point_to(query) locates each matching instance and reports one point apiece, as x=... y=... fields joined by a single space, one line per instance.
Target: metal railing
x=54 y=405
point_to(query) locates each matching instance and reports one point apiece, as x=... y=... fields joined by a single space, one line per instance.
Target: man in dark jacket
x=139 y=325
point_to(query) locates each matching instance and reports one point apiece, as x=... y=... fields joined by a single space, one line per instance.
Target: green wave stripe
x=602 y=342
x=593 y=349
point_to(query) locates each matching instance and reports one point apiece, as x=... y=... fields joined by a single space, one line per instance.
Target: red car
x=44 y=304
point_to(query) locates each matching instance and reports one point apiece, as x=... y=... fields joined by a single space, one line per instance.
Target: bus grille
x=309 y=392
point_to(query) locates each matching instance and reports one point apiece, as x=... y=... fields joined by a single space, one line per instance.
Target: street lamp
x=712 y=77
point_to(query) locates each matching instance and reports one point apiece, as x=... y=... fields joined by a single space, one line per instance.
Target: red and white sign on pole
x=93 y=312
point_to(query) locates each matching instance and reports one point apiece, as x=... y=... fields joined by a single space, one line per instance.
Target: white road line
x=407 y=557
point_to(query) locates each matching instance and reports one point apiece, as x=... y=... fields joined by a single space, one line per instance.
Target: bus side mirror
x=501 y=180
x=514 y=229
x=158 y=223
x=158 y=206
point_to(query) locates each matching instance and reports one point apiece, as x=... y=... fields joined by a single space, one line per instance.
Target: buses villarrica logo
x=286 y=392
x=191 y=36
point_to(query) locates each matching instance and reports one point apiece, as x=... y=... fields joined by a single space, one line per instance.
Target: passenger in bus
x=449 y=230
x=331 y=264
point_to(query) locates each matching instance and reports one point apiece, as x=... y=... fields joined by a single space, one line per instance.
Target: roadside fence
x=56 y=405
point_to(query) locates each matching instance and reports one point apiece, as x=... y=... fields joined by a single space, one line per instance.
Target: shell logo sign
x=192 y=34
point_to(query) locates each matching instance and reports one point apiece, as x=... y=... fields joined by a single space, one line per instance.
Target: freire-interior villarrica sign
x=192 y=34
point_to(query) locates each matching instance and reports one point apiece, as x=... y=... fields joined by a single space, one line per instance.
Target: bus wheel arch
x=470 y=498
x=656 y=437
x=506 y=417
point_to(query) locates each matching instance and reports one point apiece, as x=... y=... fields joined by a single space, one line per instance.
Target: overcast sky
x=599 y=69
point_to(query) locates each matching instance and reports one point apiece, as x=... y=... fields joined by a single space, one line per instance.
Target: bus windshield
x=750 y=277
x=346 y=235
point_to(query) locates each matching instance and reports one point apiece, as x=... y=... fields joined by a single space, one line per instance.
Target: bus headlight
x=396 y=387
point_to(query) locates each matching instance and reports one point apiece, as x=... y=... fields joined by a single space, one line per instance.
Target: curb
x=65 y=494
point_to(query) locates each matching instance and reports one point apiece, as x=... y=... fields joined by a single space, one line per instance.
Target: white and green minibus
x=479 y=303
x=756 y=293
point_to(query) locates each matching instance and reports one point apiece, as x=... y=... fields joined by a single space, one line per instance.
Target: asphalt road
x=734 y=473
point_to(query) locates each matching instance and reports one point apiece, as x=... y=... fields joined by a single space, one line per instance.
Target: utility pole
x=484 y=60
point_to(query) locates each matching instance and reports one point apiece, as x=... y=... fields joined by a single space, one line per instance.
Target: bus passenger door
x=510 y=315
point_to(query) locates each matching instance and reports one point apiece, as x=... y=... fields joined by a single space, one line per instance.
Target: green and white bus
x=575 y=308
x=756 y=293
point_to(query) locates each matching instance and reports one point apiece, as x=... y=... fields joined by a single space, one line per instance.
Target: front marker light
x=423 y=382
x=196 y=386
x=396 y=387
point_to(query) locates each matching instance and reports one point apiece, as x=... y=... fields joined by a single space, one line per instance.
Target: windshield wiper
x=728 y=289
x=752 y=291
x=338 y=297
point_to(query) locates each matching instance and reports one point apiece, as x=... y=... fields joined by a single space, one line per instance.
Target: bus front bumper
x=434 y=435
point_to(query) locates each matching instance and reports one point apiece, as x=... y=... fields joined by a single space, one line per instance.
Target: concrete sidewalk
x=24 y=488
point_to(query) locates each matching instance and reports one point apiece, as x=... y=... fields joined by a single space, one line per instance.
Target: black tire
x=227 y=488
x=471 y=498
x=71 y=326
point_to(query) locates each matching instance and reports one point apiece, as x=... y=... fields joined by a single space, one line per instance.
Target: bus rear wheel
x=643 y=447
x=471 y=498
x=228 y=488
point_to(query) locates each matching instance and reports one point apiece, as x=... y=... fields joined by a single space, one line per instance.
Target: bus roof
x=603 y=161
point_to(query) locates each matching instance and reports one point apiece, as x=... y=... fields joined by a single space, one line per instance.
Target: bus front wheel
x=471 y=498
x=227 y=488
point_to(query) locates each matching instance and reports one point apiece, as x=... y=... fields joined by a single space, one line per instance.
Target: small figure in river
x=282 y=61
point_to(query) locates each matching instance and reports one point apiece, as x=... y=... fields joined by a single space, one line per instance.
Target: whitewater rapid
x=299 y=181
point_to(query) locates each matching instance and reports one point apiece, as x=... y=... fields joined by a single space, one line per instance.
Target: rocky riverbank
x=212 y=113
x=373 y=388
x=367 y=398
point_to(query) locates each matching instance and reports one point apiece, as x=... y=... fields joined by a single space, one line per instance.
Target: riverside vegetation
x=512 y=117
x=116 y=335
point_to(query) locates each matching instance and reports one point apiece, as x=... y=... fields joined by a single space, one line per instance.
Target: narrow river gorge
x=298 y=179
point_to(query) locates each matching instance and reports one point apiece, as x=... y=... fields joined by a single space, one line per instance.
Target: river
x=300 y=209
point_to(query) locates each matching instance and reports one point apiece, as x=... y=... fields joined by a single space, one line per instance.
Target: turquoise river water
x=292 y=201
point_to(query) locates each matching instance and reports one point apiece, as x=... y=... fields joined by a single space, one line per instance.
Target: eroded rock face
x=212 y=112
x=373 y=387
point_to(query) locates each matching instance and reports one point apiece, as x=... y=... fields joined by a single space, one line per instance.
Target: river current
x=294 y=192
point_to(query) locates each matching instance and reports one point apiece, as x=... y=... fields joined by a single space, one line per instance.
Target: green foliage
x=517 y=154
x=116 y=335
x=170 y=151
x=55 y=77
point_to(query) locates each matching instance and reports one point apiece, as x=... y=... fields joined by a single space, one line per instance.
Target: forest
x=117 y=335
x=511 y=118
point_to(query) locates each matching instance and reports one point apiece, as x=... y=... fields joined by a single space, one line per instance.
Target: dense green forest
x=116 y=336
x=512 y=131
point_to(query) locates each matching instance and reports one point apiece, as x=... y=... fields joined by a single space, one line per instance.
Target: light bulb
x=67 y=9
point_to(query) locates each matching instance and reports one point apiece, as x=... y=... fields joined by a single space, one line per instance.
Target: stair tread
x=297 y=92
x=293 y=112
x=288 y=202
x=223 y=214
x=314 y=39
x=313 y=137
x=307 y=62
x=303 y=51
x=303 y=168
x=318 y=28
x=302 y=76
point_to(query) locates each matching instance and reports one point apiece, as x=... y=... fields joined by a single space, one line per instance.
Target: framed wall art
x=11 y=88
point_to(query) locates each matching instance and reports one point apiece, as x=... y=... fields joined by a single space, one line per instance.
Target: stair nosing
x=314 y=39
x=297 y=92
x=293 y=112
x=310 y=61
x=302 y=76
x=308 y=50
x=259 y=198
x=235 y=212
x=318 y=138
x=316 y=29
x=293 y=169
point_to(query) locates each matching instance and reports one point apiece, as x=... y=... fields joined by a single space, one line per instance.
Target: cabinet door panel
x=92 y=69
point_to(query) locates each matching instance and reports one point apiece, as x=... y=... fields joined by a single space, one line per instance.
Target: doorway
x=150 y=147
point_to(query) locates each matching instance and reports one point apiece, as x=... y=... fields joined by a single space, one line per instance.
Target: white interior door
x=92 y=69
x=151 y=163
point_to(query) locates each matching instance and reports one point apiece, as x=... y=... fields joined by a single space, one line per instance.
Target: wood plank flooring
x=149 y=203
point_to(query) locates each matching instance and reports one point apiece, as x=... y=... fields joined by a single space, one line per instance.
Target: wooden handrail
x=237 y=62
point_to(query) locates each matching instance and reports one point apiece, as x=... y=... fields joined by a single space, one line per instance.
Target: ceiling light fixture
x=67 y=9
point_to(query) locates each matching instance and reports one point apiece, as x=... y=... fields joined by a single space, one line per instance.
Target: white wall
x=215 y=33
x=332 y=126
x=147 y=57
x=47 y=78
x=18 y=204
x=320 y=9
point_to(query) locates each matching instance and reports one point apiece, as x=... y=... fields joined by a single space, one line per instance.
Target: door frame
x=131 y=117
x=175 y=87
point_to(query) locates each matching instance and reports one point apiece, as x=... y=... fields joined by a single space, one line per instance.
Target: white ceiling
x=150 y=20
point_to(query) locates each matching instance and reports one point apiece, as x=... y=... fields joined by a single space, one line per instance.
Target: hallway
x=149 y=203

= = = = =

Task brief:
Extract every line of the items above that contains the string "windshield", matching case exactly.

Response below:
Target: bus windshield
Target: windshield wiper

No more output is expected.